Given exercise: Copy out, unchanged, the lines of the listing below from the line containing "segment red clay soil" through the line containing "[[[296,102],[328,86],[329,0],[0,0],[0,89],[35,104]]]", including both of those lines.

Extracted information:
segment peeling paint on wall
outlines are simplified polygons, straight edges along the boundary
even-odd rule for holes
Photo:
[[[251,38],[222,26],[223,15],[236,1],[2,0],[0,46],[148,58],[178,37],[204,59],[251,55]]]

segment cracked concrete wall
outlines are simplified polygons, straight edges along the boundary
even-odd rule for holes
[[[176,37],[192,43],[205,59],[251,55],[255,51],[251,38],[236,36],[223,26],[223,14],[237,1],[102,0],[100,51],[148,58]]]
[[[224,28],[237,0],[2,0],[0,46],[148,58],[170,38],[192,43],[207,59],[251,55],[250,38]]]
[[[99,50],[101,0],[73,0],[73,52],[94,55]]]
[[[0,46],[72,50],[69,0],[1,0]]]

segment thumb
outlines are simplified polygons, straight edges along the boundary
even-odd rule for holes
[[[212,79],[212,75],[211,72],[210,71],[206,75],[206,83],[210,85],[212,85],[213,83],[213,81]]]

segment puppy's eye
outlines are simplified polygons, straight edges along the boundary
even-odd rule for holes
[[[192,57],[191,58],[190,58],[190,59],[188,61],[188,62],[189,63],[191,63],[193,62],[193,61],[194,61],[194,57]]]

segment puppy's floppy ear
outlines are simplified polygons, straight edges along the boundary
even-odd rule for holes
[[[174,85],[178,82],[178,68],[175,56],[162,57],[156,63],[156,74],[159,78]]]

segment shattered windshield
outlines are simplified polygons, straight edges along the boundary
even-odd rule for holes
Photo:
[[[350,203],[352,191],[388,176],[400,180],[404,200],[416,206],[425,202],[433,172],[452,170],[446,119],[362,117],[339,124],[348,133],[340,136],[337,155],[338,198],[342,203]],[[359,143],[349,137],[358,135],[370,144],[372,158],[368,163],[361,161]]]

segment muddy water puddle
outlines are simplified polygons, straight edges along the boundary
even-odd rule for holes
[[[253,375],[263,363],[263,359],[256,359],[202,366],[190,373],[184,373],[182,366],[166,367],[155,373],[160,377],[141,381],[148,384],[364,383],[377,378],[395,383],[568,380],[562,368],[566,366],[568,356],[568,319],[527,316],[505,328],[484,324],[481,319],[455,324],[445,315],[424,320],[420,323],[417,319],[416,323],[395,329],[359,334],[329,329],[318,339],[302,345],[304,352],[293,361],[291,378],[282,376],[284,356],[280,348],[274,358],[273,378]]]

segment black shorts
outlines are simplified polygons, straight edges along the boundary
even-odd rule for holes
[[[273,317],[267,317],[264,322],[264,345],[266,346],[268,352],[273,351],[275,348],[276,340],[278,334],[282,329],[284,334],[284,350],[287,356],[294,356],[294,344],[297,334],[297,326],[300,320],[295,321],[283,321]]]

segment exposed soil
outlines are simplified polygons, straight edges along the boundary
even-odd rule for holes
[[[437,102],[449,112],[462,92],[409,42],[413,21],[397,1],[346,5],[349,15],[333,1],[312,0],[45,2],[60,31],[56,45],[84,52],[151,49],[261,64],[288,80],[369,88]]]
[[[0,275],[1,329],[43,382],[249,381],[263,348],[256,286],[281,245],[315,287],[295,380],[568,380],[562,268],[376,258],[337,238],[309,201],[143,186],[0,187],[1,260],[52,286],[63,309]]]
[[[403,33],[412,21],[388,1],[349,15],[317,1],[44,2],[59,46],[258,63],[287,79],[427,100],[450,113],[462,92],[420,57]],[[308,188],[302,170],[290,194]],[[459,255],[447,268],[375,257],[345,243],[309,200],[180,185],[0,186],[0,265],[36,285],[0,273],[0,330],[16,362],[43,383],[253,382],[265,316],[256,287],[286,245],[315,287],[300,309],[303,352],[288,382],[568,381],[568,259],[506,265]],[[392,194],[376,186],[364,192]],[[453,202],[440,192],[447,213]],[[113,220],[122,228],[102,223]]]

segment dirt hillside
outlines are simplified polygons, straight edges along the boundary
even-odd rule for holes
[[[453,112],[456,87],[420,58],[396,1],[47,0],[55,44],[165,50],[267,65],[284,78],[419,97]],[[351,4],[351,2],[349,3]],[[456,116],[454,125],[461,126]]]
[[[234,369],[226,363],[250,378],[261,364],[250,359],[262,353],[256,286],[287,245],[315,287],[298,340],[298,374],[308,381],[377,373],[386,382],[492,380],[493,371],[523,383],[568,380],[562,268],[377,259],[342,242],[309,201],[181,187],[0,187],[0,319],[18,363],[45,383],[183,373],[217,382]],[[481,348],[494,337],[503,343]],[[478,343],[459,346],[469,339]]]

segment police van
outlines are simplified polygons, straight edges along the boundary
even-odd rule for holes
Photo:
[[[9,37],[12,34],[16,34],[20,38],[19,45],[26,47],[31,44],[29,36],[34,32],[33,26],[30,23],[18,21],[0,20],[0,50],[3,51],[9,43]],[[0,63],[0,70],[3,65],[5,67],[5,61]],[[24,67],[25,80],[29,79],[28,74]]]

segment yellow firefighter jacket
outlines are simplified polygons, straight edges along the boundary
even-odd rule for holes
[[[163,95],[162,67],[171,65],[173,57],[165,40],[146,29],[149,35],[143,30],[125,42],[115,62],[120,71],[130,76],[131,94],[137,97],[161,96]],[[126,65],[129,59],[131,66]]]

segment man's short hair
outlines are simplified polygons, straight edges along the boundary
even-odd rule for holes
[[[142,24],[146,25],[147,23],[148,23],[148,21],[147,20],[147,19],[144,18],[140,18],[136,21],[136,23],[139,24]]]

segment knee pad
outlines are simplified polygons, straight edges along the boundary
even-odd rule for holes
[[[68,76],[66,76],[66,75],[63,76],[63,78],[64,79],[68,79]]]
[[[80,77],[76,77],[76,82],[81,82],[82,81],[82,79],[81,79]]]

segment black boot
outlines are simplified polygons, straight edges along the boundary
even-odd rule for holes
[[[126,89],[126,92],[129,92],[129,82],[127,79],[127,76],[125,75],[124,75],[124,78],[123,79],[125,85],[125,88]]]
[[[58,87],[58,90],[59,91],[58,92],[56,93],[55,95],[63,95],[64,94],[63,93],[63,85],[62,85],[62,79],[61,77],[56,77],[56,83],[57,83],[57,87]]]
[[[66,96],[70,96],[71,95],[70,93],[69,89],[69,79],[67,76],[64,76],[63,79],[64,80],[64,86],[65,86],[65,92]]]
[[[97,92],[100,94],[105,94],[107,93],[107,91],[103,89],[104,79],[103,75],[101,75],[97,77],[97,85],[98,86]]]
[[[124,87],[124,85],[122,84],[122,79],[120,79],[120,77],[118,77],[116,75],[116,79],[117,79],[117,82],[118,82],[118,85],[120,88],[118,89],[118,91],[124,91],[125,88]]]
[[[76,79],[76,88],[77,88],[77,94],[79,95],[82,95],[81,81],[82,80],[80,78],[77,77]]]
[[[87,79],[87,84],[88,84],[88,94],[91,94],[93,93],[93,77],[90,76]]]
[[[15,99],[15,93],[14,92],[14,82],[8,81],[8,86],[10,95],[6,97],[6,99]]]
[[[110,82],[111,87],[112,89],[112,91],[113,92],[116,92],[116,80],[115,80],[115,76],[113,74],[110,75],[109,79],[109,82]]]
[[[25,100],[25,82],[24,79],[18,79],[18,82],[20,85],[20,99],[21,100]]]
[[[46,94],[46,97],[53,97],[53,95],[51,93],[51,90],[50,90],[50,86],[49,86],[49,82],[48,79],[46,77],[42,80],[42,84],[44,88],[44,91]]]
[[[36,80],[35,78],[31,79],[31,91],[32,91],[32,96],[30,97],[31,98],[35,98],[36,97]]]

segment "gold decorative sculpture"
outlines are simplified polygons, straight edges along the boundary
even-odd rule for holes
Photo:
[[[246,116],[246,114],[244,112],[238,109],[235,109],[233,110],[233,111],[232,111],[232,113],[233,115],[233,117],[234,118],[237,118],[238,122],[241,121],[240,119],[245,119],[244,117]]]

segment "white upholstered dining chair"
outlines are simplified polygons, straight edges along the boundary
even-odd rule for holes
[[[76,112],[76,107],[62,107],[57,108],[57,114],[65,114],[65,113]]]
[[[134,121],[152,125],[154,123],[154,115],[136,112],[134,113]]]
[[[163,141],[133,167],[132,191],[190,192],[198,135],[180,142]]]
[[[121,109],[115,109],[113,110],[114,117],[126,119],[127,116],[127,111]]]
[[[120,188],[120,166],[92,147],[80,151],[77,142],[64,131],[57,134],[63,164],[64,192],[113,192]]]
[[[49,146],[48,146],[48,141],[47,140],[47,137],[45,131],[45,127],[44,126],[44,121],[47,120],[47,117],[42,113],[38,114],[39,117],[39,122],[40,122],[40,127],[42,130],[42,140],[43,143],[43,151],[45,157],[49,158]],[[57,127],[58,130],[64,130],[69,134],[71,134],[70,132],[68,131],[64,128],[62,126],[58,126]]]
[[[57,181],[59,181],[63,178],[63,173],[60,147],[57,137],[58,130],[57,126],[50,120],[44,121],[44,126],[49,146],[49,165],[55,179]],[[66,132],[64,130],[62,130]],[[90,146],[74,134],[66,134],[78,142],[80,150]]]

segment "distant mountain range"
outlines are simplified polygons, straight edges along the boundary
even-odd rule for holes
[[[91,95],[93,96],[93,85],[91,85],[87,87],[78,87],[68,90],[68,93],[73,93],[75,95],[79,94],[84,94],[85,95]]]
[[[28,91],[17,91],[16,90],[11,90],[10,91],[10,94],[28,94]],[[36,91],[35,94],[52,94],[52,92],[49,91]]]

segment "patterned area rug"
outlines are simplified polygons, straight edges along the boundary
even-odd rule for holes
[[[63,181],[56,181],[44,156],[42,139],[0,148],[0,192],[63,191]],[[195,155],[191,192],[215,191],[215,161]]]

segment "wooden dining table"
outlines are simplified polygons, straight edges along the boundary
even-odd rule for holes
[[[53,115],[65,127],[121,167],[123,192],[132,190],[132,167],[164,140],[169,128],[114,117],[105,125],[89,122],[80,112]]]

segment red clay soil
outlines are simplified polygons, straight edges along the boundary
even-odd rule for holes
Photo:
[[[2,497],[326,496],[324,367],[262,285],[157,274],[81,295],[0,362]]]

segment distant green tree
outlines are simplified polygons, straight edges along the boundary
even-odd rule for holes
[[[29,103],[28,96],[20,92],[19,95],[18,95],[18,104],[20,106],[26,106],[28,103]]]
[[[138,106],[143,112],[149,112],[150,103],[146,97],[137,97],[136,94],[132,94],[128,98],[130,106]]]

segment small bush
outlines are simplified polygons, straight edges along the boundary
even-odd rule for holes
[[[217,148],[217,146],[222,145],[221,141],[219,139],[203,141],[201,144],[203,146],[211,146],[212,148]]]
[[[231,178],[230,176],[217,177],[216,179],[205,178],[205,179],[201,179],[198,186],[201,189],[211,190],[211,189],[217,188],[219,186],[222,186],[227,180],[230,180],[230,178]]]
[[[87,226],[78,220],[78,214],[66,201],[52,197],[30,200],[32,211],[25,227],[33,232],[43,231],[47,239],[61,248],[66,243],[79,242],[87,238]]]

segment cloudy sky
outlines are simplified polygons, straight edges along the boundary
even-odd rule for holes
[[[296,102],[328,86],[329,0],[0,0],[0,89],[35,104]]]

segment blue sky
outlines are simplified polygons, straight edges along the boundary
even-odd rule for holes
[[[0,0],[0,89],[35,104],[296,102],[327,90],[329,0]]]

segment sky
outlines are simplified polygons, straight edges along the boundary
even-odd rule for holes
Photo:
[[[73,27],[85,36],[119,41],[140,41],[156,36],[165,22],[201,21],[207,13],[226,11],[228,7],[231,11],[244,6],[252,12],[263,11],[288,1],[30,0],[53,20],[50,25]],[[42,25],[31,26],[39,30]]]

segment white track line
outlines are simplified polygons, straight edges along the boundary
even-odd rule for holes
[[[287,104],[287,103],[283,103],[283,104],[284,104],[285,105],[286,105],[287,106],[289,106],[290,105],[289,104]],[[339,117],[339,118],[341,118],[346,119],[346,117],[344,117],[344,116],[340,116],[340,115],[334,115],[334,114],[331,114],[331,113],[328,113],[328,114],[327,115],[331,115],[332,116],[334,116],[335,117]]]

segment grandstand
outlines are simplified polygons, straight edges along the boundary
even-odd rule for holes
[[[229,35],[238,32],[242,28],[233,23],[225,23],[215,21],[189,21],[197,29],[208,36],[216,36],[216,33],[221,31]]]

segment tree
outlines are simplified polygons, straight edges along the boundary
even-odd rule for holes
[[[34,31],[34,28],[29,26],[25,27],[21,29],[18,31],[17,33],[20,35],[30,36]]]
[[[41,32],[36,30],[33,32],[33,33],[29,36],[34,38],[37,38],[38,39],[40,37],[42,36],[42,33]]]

Answer for the task:
segment red clay soil
outlines are simplified polygons, straight edges along the boundary
even-odd rule for holes
Photo:
[[[2,497],[326,496],[324,367],[262,285],[157,274],[81,295],[0,362]]]

segment distant green tree
outlines are simplified polygons, straight edges along the boundary
even-odd rule for holes
[[[29,103],[28,96],[20,92],[19,95],[18,95],[18,104],[20,106],[26,106],[28,103]]]
[[[138,106],[143,112],[149,112],[150,103],[146,97],[137,97],[136,94],[132,94],[128,98],[130,106]]]

segment small bush
outlines are simplified polygons, straight edges along the boundary
even-odd rule for holes
[[[217,148],[217,146],[222,145],[221,141],[219,139],[203,141],[201,144],[203,146],[211,146],[212,148]]]
[[[231,178],[230,176],[217,177],[216,179],[205,178],[205,179],[201,179],[198,186],[201,189],[211,190],[211,189],[217,188],[219,186],[222,186],[227,180],[230,180],[230,178]]]
[[[87,226],[78,220],[78,214],[66,201],[52,197],[30,200],[32,211],[25,227],[33,232],[43,231],[47,239],[61,248],[66,243],[79,242],[87,238]]]

segment cloudy sky
outlines are simplified polygons, straight edges along the boundary
even-odd rule for holes
[[[296,102],[328,86],[329,0],[0,0],[0,89],[35,104]]]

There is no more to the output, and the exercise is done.